US Secretary of State Antony Blinken has suggested that the US might do the same.
However, many countries have shut their borders to prevent the spread of COVID-19, whereas the UK has remained open.
Some of the arrivals, such as Sophia, might not be eligible for BNO visas, either because they were born after the 1997 handover, or cannot afford the cost: A visa to stay for five years costs £3,370 (US$4,793) and a healthcare surcharge, while applicants must also show that they have enough funds to house and feed themselves for six months.
While the British Home Office Web site says that it takes six months for a decision, Sophia said that her lawyer has advised that there is a backlog due to the pandemic.
She is relying on a charity to fund her legal case.
Some have arrived using Britain’s “leave outside the immigration rules” route, which grants immigration officers discretion to allow entry at the border for up to six months, but are now trapped with no job and no cash, reliant on handouts.

TASK PROMPT: Please answer from the text about arrivals in the UK: what does a visa to stay for five years cost?

DATA TO EXAMINE:
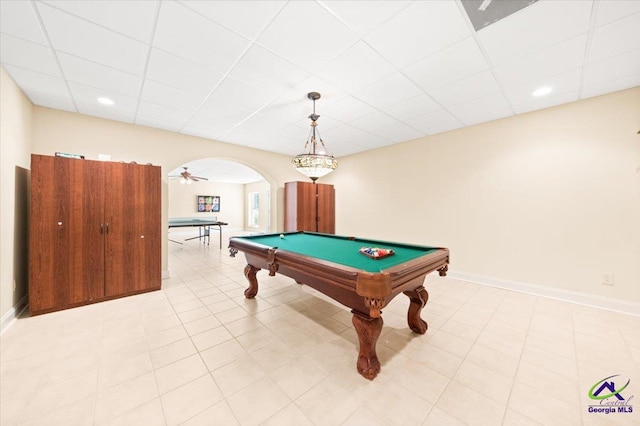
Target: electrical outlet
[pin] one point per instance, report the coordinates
(607, 279)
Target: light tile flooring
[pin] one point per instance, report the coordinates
(198, 353)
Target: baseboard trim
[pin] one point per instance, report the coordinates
(595, 301)
(7, 319)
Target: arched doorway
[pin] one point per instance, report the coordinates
(221, 189)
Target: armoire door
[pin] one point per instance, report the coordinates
(66, 237)
(326, 215)
(132, 212)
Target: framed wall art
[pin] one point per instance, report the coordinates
(208, 203)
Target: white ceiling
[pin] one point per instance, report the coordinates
(219, 170)
(388, 71)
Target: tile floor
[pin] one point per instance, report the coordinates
(198, 353)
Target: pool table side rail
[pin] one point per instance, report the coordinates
(331, 278)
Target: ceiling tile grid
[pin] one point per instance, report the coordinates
(388, 71)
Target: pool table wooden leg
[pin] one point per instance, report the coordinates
(368, 330)
(418, 298)
(250, 272)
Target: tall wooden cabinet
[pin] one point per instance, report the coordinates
(309, 207)
(95, 231)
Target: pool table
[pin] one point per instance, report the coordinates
(335, 266)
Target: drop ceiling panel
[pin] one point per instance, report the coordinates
(239, 72)
(411, 108)
(133, 18)
(610, 86)
(435, 122)
(31, 81)
(539, 26)
(547, 102)
(104, 112)
(238, 93)
(356, 68)
(484, 108)
(212, 108)
(181, 74)
(346, 109)
(89, 95)
(377, 13)
(615, 38)
(473, 87)
(248, 18)
(388, 91)
(191, 36)
(566, 82)
(453, 63)
(19, 19)
(261, 68)
(83, 39)
(28, 55)
(420, 30)
(163, 112)
(64, 104)
(99, 76)
(215, 126)
(613, 68)
(544, 63)
(612, 10)
(324, 36)
(386, 127)
(157, 123)
(185, 102)
(350, 135)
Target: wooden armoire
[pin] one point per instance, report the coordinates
(95, 231)
(309, 207)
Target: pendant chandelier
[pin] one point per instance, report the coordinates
(317, 162)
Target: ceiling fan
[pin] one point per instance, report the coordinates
(187, 177)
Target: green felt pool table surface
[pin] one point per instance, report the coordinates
(335, 266)
(342, 250)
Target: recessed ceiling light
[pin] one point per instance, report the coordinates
(542, 91)
(105, 101)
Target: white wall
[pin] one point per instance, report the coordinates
(182, 201)
(549, 198)
(15, 147)
(264, 194)
(55, 130)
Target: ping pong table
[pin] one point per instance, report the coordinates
(204, 228)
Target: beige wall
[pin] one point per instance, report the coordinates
(15, 146)
(55, 130)
(264, 194)
(182, 201)
(549, 198)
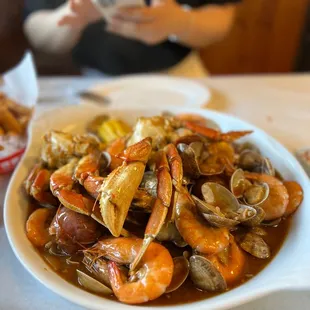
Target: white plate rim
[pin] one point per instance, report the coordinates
(217, 302)
(201, 92)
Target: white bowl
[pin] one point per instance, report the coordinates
(289, 270)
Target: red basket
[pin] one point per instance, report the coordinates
(8, 164)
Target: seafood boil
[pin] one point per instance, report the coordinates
(168, 211)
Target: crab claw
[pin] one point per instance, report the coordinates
(62, 184)
(37, 186)
(118, 190)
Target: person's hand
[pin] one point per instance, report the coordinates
(83, 13)
(151, 25)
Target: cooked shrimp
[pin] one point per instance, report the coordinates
(150, 280)
(296, 196)
(230, 262)
(276, 203)
(196, 232)
(37, 226)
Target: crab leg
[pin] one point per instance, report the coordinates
(160, 209)
(118, 189)
(176, 170)
(114, 149)
(214, 134)
(61, 184)
(37, 185)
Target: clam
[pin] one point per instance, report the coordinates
(257, 219)
(273, 223)
(190, 160)
(169, 232)
(259, 231)
(213, 215)
(98, 267)
(253, 161)
(250, 160)
(253, 194)
(105, 161)
(238, 183)
(256, 194)
(240, 147)
(255, 245)
(180, 273)
(92, 284)
(226, 203)
(149, 183)
(205, 276)
(197, 162)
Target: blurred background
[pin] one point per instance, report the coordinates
(269, 36)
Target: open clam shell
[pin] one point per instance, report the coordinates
(220, 197)
(169, 232)
(255, 245)
(213, 215)
(196, 161)
(253, 161)
(252, 194)
(190, 161)
(98, 267)
(92, 284)
(257, 219)
(256, 194)
(180, 273)
(205, 276)
(238, 183)
(149, 183)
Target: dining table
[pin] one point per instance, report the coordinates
(277, 103)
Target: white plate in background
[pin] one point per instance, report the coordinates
(152, 90)
(289, 269)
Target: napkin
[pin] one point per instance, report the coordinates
(20, 83)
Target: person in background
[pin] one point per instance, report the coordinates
(159, 37)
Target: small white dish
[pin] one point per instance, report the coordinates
(151, 90)
(289, 270)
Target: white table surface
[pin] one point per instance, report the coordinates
(278, 104)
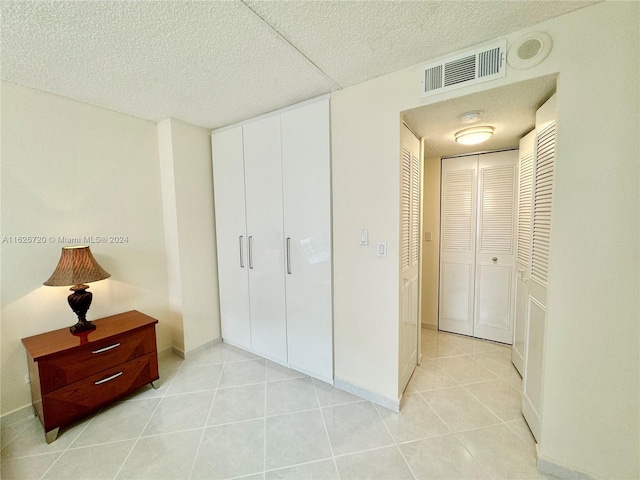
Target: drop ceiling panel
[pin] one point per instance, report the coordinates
(208, 63)
(353, 41)
(213, 63)
(510, 110)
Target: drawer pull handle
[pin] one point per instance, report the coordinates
(108, 379)
(110, 347)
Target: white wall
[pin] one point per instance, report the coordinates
(72, 169)
(431, 249)
(590, 415)
(187, 189)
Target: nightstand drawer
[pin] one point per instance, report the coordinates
(76, 400)
(72, 366)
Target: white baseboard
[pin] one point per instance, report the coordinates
(550, 467)
(367, 395)
(184, 355)
(17, 415)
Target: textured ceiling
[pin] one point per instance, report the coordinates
(510, 110)
(212, 63)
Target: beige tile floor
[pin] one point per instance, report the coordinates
(228, 414)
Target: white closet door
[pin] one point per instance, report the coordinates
(307, 220)
(495, 246)
(523, 241)
(545, 155)
(265, 258)
(458, 244)
(409, 255)
(231, 236)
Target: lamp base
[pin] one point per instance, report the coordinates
(82, 327)
(80, 301)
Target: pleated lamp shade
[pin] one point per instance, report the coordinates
(76, 266)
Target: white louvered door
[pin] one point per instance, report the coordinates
(477, 246)
(409, 255)
(495, 246)
(458, 244)
(542, 199)
(523, 248)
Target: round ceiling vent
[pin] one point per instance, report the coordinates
(529, 50)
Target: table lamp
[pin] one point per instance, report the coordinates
(77, 267)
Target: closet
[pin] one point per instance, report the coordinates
(534, 247)
(477, 246)
(273, 227)
(410, 196)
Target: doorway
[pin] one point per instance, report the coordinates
(511, 111)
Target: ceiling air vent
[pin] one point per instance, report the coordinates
(471, 67)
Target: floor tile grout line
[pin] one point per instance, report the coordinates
(474, 457)
(206, 422)
(35, 417)
(482, 403)
(395, 442)
(71, 443)
(326, 429)
(295, 465)
(142, 431)
(264, 428)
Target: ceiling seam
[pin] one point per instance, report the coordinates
(292, 46)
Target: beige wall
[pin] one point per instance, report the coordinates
(431, 249)
(72, 169)
(187, 189)
(590, 416)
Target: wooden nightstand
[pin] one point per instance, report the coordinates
(73, 375)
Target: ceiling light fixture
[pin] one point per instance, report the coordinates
(474, 135)
(470, 117)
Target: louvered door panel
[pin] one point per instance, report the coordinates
(415, 208)
(458, 211)
(495, 255)
(542, 199)
(457, 243)
(523, 248)
(497, 209)
(525, 184)
(406, 209)
(541, 211)
(410, 254)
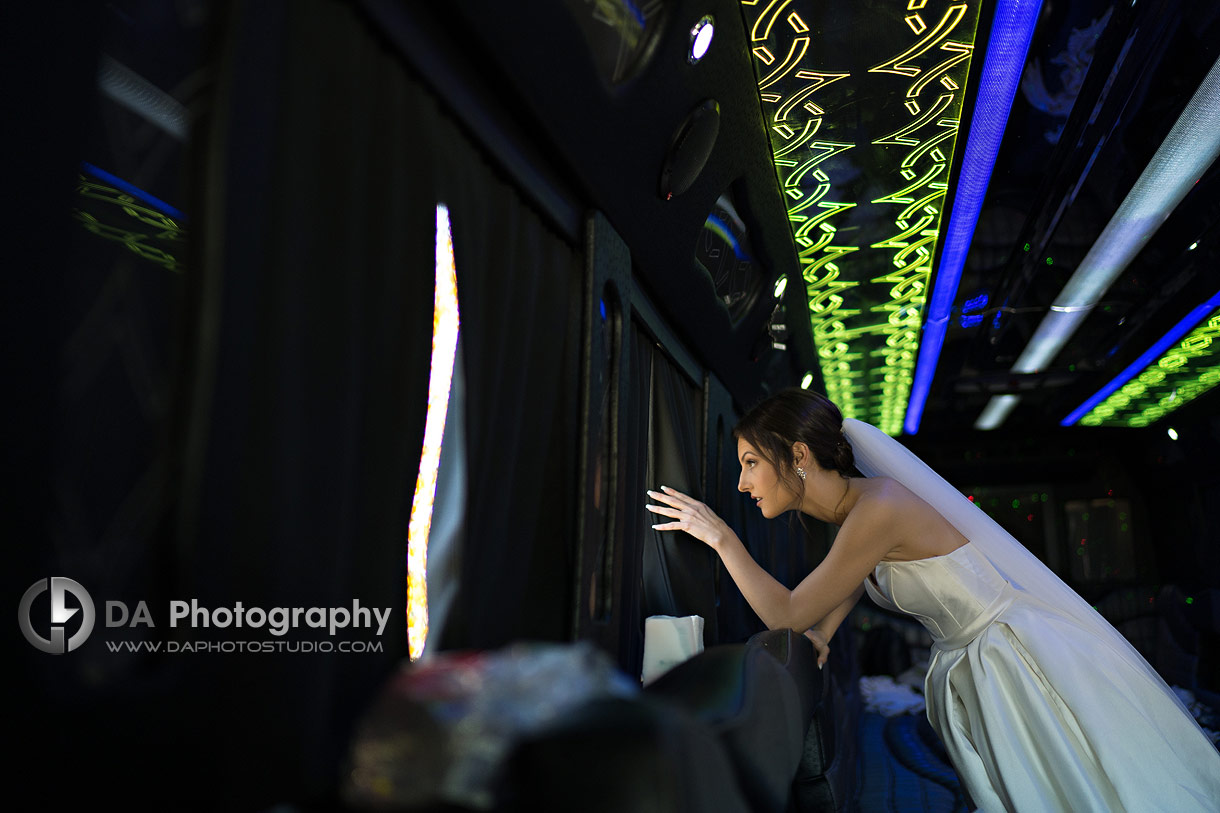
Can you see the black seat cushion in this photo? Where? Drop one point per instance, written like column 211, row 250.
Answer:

RESULT: £3,370 (US$4,793), plus a healthcare surcharge.